## Passage
= Beginning of Section =

Sin invades and twists our good intentions into serving sin’s purpose—pain,
destruction, death. Let me tell you about my friend Faye, who was a recovering
alcoholic and an active member of the Alcoholics Anonymous community before she
passed away. When Faye first told me this story, it was so powerful to me, that
I asked her if I could have her permission to share it in my preaching and
teaching without using her name. And Faye said sure, but she insisted that I
use her real name, and so I will.
When Faye started attending AA meetings, she found out just
how someone can want to do the right thing and end up doing the opposite because
of sin. She told me this story, “When I first started working the 12 step
program, my sponsor asked me who I hated the most in the world. After I told
him, he told me to pray for that person. A few weeks later, I came back and
told my sponsor that I couldn’t do it anymore, I couldn’t pray for this person
I hated. I was getting too upset, too angry, too dangerously close to taking a
drink again. My sponsor asked me what I had been praying for. So, I told him. I
told him that I was praying for this person that I hated to get what was coming
to them, for God to punish them, to make sure they couldn’t hurt anyone else.

= End of Section =

[Saved data entries]
= Beginning of Section =

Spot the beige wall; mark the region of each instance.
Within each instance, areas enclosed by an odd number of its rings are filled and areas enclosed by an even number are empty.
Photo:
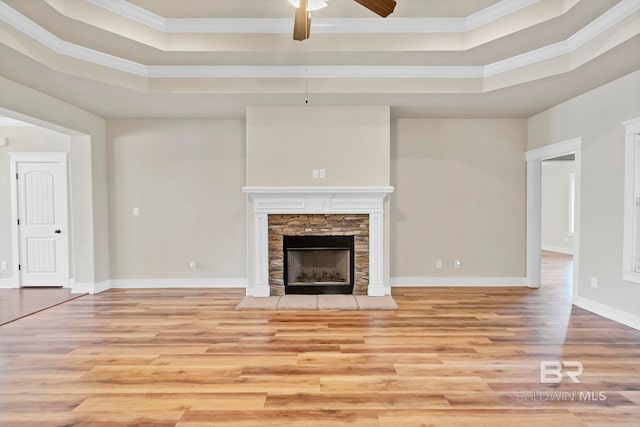
[[[246,277],[244,127],[108,121],[112,279]]]
[[[389,107],[248,107],[247,185],[389,185],[389,126]]]
[[[3,114],[69,135],[73,278],[77,285],[109,278],[104,119],[0,77]],[[3,236],[4,237],[4,236]]]
[[[542,162],[542,249],[572,254],[569,235],[569,174],[573,161]]]
[[[8,270],[0,270],[0,279],[8,279],[12,277],[14,261],[17,261],[12,257],[11,248],[15,229],[11,223],[11,185],[15,181],[9,175],[9,153],[69,152],[70,138],[38,126],[0,126],[0,137],[9,139],[8,145],[0,146],[0,262],[8,264]]]
[[[391,276],[524,277],[525,145],[520,119],[396,120]]]
[[[579,295],[640,315],[640,284],[622,280],[624,127],[640,117],[640,71],[528,121],[528,149],[582,137]],[[598,288],[590,286],[598,278]]]

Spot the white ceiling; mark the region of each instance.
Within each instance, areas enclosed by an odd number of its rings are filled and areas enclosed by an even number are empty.
[[[529,117],[640,69],[640,0],[0,0],[0,75],[103,117],[390,105]]]

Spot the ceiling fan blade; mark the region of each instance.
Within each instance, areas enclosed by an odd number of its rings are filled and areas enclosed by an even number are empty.
[[[309,34],[311,34],[311,14],[307,11],[307,0],[300,0],[293,21],[293,39],[302,41],[308,39]]]
[[[395,0],[355,0],[370,11],[386,18],[396,8]]]

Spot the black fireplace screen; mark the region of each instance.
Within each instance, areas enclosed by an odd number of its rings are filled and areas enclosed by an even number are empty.
[[[351,293],[353,236],[284,236],[285,293]]]

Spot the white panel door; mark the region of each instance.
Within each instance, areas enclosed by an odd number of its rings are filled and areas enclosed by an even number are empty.
[[[18,163],[21,286],[68,285],[66,163]]]

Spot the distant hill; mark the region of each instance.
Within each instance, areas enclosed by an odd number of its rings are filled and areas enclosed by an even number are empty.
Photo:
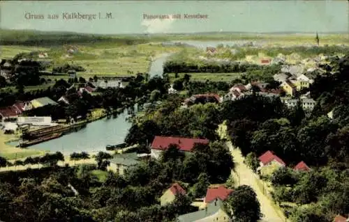
[[[348,33],[319,33],[320,35],[341,35],[348,40]],[[0,44],[4,45],[54,46],[64,44],[100,44],[103,42],[117,45],[133,45],[149,42],[179,40],[257,40],[267,36],[302,35],[307,38],[314,36],[315,33],[272,32],[248,33],[234,31],[214,31],[205,33],[134,33],[134,34],[91,34],[64,31],[41,31],[35,30],[0,29]]]

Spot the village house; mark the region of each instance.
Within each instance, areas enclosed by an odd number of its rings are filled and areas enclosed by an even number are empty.
[[[107,169],[120,175],[123,175],[131,167],[140,163],[140,157],[136,152],[117,154],[110,161],[110,165],[107,167]]]
[[[152,158],[159,159],[163,152],[167,150],[170,144],[177,145],[180,151],[188,153],[191,152],[195,143],[209,143],[208,139],[156,136],[150,148],[151,156]]]
[[[186,195],[186,192],[178,183],[174,183],[171,185],[171,187],[168,189],[163,196],[160,198],[160,204],[161,206],[165,206],[171,203],[176,198],[177,195]]]
[[[234,190],[227,189],[223,185],[218,187],[209,187],[206,192],[204,203],[208,204],[218,199],[224,201],[233,191]]]
[[[311,169],[304,161],[299,162],[293,168],[297,171],[309,171]]]
[[[15,118],[22,114],[22,113],[27,110],[33,109],[30,102],[17,102],[12,106],[8,106],[0,109],[0,116],[3,120],[6,118]]]
[[[170,88],[168,90],[168,94],[174,94],[177,93],[177,91],[174,88],[173,88],[173,84],[171,84]]]
[[[69,100],[65,95],[62,95],[59,100],[58,102],[64,102],[66,104],[68,105],[70,104]]]
[[[84,88],[80,88],[79,89],[79,92],[82,94],[84,92],[86,92],[89,94],[92,94],[96,90],[96,88],[94,88],[89,86],[87,86]]]
[[[296,94],[297,86],[288,79],[283,82],[280,86],[287,95],[295,96]]]
[[[309,88],[310,84],[311,79],[303,74],[296,78],[295,85],[297,90],[300,90],[303,88]]]
[[[260,172],[262,175],[270,175],[277,168],[286,166],[280,157],[269,150],[259,157],[258,159],[260,166],[257,168],[257,171]]]
[[[215,47],[206,47],[206,53],[209,54],[214,54],[217,51]]]
[[[179,216],[177,221],[231,222],[232,219],[225,212],[223,201],[218,199],[208,204],[204,209]]]
[[[33,100],[30,102],[30,103],[33,106],[33,109],[43,107],[47,105],[57,106],[58,104],[58,103],[47,97]]]
[[[284,82],[290,76],[288,75],[285,73],[279,73],[279,74],[275,74],[273,76],[274,80],[279,82]]]
[[[278,97],[283,92],[282,89],[279,88],[267,89],[267,83],[257,81],[248,84],[246,86],[242,84],[235,84],[229,90],[229,93],[222,97],[222,101],[236,100],[246,95],[251,95],[253,93],[251,91],[253,87],[257,87],[260,90],[255,92],[255,94],[268,97]]]
[[[0,75],[3,78],[5,78],[6,80],[10,79],[10,78],[11,77],[11,74],[12,74],[11,70],[10,70],[1,69],[0,70]]]
[[[103,80],[98,79],[96,82],[92,83],[96,88],[124,88],[122,82],[120,80]]]
[[[205,104],[207,102],[219,103],[221,99],[217,94],[200,94],[192,95],[190,98],[186,99],[182,103],[182,107],[186,108],[196,104]]]
[[[298,101],[300,100],[302,108],[303,108],[305,111],[312,111],[316,104],[316,102],[314,100],[306,97],[302,97],[299,100],[290,97],[281,97],[281,102],[283,102],[289,109],[296,107]]]
[[[69,76],[69,79],[75,79],[77,77],[75,70],[68,70],[67,74]]]

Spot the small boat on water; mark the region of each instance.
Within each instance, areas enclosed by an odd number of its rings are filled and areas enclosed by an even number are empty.
[[[32,140],[32,141],[22,142],[22,143],[20,143],[20,148],[27,148],[27,147],[30,146],[30,145],[33,145],[35,144],[38,144],[40,143],[47,141],[50,141],[52,139],[57,138],[59,136],[61,136],[61,135],[62,135],[62,133],[56,133],[56,134],[52,134],[51,135],[45,136],[43,136],[41,138],[36,138],[36,139]]]
[[[115,150],[119,149],[123,149],[127,146],[127,144],[125,143],[117,144],[117,145],[107,145],[105,149],[107,150]]]

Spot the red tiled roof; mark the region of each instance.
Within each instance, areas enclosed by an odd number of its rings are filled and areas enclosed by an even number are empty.
[[[232,91],[232,94],[234,94],[234,95],[235,95],[237,97],[239,97],[240,96],[240,93],[239,93],[238,91],[237,90],[234,90]]]
[[[92,93],[93,91],[94,91],[94,88],[93,88],[92,87],[91,87],[89,86],[86,86],[85,90],[89,93]]]
[[[271,60],[269,58],[263,58],[263,59],[260,60],[260,62],[262,63],[270,63],[270,61]]]
[[[178,193],[185,195],[186,193],[186,191],[178,183],[173,184],[170,187],[170,190],[172,192],[173,195],[177,195]]]
[[[293,84],[290,81],[288,80],[286,81],[286,84],[288,84],[288,86],[291,86],[291,88],[296,88],[296,86]]]
[[[206,197],[205,198],[205,203],[211,203],[216,199],[225,200],[234,190],[227,189],[224,186],[221,186],[216,188],[207,189]]]
[[[346,218],[345,218],[344,216],[343,216],[341,215],[338,214],[337,216],[336,216],[336,217],[333,220],[333,222],[346,222],[346,220],[347,220]]]
[[[274,155],[272,151],[267,151],[265,152],[263,154],[262,154],[260,157],[258,157],[258,159],[264,164],[268,164],[273,160],[275,160],[276,161],[281,164],[283,166],[285,166],[286,164],[285,162],[280,159],[278,156]]]
[[[151,143],[151,149],[164,150],[170,144],[176,144],[180,150],[191,152],[195,143],[209,143],[208,139],[156,136]]]
[[[273,88],[269,90],[269,93],[273,93],[273,94],[281,94],[283,92],[283,90],[281,88]]]
[[[13,106],[15,107],[17,109],[18,109],[21,113],[24,111],[24,105],[26,102],[22,102],[22,101],[18,101],[16,103],[15,103]]]
[[[194,95],[193,97],[195,98],[200,98],[200,97],[214,97],[216,100],[217,100],[217,102],[219,102],[221,98],[219,97],[219,95],[217,94],[198,94],[198,95]]]
[[[304,161],[300,161],[294,168],[296,171],[309,171],[310,168]]]
[[[20,114],[18,110],[14,106],[7,106],[0,109],[0,115],[3,118],[17,116]]]

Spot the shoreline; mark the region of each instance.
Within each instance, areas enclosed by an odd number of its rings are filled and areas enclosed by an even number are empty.
[[[127,108],[126,108],[127,109]],[[124,109],[124,110],[125,110]],[[121,111],[122,113],[122,111]],[[98,109],[91,111],[91,117],[81,121],[76,122],[74,126],[79,126],[82,125],[87,125],[88,123],[93,122],[101,120],[103,118],[107,118],[110,115],[120,114],[120,111],[117,109],[114,110],[110,113],[107,113],[104,109]],[[64,135],[62,135],[64,136]],[[16,148],[15,146],[9,145],[8,143],[17,142],[20,140],[20,136],[18,134],[4,134],[3,132],[0,132],[0,156],[6,158],[8,160],[14,159],[24,159],[27,157],[38,157],[43,156],[45,153],[52,152],[50,150],[41,150],[31,148],[31,146],[28,146],[27,148]],[[70,154],[74,152],[75,151],[64,152],[63,154],[64,156],[69,155]],[[98,153],[98,151],[91,151],[87,152],[89,153]],[[107,152],[107,150],[103,150],[103,152]]]

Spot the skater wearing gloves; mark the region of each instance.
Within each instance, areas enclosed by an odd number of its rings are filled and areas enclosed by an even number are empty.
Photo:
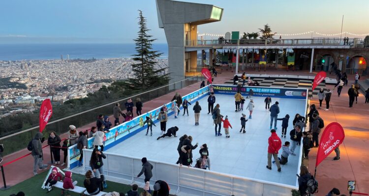
[[[154,122],[150,118],[150,117],[147,116],[146,117],[146,120],[144,122],[144,125],[145,124],[147,123],[147,130],[146,130],[146,135],[149,133],[149,128],[150,129],[151,131],[151,133],[150,133],[150,136],[153,136],[153,125],[154,125],[155,126],[156,126],[156,125],[155,125],[155,123],[154,123]]]
[[[225,116],[225,120],[223,120],[223,118],[222,118],[220,119],[220,120],[223,122],[223,127],[224,128],[224,132],[225,132],[225,138],[229,138],[231,136],[229,136],[229,128],[230,126],[231,128],[232,128],[232,125],[229,123],[229,121],[228,121],[228,116]]]
[[[270,96],[268,96],[266,98],[265,98],[265,99],[264,99],[264,102],[265,103],[265,111],[269,112],[269,106],[272,103],[272,98],[270,97]],[[268,108],[267,108],[267,106],[268,106]]]
[[[281,119],[277,119],[277,121],[282,121],[282,135],[281,138],[284,137],[286,138],[286,132],[287,132],[287,127],[288,127],[288,121],[290,119],[290,115],[286,114],[284,118]]]
[[[250,112],[250,115],[248,116],[248,119],[251,119],[251,116],[252,114],[252,111],[254,110],[254,107],[255,105],[254,105],[254,100],[252,99],[250,99],[250,102],[248,102],[247,106],[246,107],[246,109],[248,110],[248,111]]]
[[[246,119],[246,115],[245,114],[242,114],[242,117],[241,117],[241,119],[240,119],[241,120],[241,129],[240,130],[240,133],[241,133],[242,130],[244,130],[244,132],[243,132],[243,133],[246,133],[246,130],[245,130],[245,126],[246,125],[246,122],[248,121],[248,120]]]

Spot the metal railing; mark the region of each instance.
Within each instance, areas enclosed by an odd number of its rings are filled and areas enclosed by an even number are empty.
[[[368,47],[369,43],[364,43],[361,39],[349,39],[345,41],[339,38],[312,38],[292,39],[239,39],[239,40],[186,40],[187,47],[216,47],[229,46],[350,46],[363,45]],[[359,47],[359,46],[357,46]]]
[[[122,110],[123,110],[125,109],[123,103],[130,98],[132,100],[135,100],[136,98],[140,98],[143,102],[148,101],[174,92],[176,89],[182,89],[191,85],[202,80],[203,78],[202,75],[195,76],[154,89],[145,91],[144,92],[124,97],[118,100],[112,100],[100,105],[96,105],[93,108],[87,108],[83,111],[75,111],[58,118],[52,119],[42,133],[46,138],[45,140],[47,140],[50,131],[55,131],[58,135],[61,135],[68,130],[68,126],[70,124],[74,125],[78,129],[78,127],[94,122],[99,114],[102,114],[107,116],[112,115],[113,108],[115,103],[120,103]],[[25,148],[35,134],[39,132],[39,127],[38,124],[35,124],[26,129],[13,131],[11,132],[12,133],[8,133],[7,135],[0,138],[1,144],[6,147],[7,150],[4,151],[4,155]],[[84,130],[80,130],[84,131]]]
[[[302,149],[302,147],[300,147]],[[85,157],[91,156],[92,150],[84,149]],[[124,179],[133,183],[143,182],[142,177],[137,177],[142,168],[141,158],[104,152],[104,171],[107,176]],[[171,188],[171,194],[179,193],[197,196],[286,196],[298,187],[268,182],[205,170],[180,167],[178,165],[149,160],[153,167],[151,183],[164,180]],[[83,159],[84,171],[91,170],[89,159]]]

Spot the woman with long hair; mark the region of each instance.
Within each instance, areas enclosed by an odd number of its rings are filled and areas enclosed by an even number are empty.
[[[96,177],[92,177],[92,172],[89,170],[85,174],[86,179],[83,181],[83,185],[87,190],[87,192],[91,195],[95,195],[100,193],[102,183],[102,178],[97,178]]]
[[[102,162],[102,159],[106,158],[106,156],[95,147],[93,148],[92,154],[91,154],[91,158],[90,160],[90,165],[91,166],[91,169],[92,170],[93,175],[97,178],[102,178],[102,184],[104,188],[106,189],[108,186],[106,185],[106,181],[104,176],[104,163]]]

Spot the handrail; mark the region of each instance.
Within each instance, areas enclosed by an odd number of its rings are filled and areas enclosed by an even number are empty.
[[[128,99],[128,98],[131,98],[131,97],[139,96],[140,95],[143,95],[144,94],[146,94],[146,93],[149,93],[149,92],[151,92],[156,91],[156,90],[158,90],[159,89],[161,89],[161,88],[162,88],[163,87],[169,87],[169,86],[173,85],[174,85],[174,84],[175,84],[176,83],[179,83],[179,82],[183,82],[184,81],[185,81],[185,80],[189,80],[189,79],[190,79],[191,78],[193,78],[197,77],[198,77],[198,76],[195,76],[191,77],[190,77],[190,78],[188,78],[184,79],[181,80],[181,81],[177,81],[177,82],[175,82],[172,83],[171,84],[167,84],[167,85],[163,85],[163,86],[160,86],[159,87],[156,88],[155,89],[150,90],[149,90],[148,91],[145,91],[145,92],[142,92],[142,93],[138,93],[138,94],[132,95],[130,95],[129,96],[127,96],[127,97],[124,97],[124,98],[122,98],[121,99],[114,100],[113,101],[109,102],[109,103],[106,103],[106,104],[105,104],[104,105],[100,105],[99,106],[98,106],[98,107],[92,108],[92,109],[89,109],[89,110],[85,110],[85,111],[83,111],[82,112],[80,112],[80,113],[77,113],[77,114],[73,114],[73,115],[68,115],[67,117],[62,118],[61,119],[58,119],[58,120],[56,120],[50,122],[48,122],[47,124],[49,125],[49,124],[53,124],[53,123],[54,123],[55,122],[59,122],[60,121],[63,121],[63,120],[64,120],[65,119],[69,119],[70,118],[74,117],[75,116],[76,116],[82,114],[84,114],[84,113],[87,113],[87,112],[91,112],[91,111],[93,111],[94,110],[95,110],[96,109],[101,108],[102,107],[104,107],[108,106],[109,105],[110,105],[112,103],[115,103],[115,102],[117,102],[122,101],[123,101],[124,100],[127,99]],[[26,130],[24,130],[23,131],[17,132],[16,133],[13,133],[12,134],[8,135],[7,135],[7,136],[1,137],[1,138],[0,138],[0,140],[4,140],[4,139],[7,139],[7,138],[10,138],[10,137],[13,137],[13,136],[14,136],[20,134],[22,134],[22,133],[25,133],[25,132],[26,132],[30,131],[31,131],[31,130],[33,130],[33,129],[36,129],[37,128],[39,128],[39,127],[40,127],[39,125],[37,125],[37,126],[34,126],[34,127],[32,127],[27,129]],[[16,131],[17,130],[14,130],[14,131]]]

= End of Section =

## Required actions
- 1) In the passage about Faye, what did her sponsor ask her when she first started working the 12 step program?
- 2) Pick up the account of Faye and her AA sponsor at the point where it stops and keep writing it.

## Answers to each task
- 1) He asked her who she hated the most in the world.

- 2)
My sponsor said, ‘You’re not doing it right, Faye. That’s not praying for the
person you hate; that’s just asking for God to hate them too.” So, he told me
to start praying that my enemy would get all the good things in life, that they
would be happy and be at peace. It wasn’t until I could pray for the person I
hated most in the world to get all the things out of life that I
wanted—happiness, peace, serenity—that I could find those things for myself.’”
Even in her best intentions to pray for her enemy, sin
overpowered Faye’s will and brought her dangerously close to drinking again, to
losing her sobriety, and to losing the ability to forgive herself and
others.
But, here’s the good news…we are not in this struggle alone.
Everyone else is human just like we are. Yes, we are a complete and total mess, but
so
is
everyone
else.
But, in order to see the fullness of God’s grace, to really
understand just what Jesus Christ did for us on the cross, we have to
understand our complete and utter failing as human beings. We have to realize
that trying to do the right thing without relying on God’s grace is like fighting
a losing battle. There are forces, like sin and death, that are at work within
us, like parasites, that we just can’t win against on our own. Our will power
may be strong, but it isn’t strong enough. We need a transplant of something
stronger.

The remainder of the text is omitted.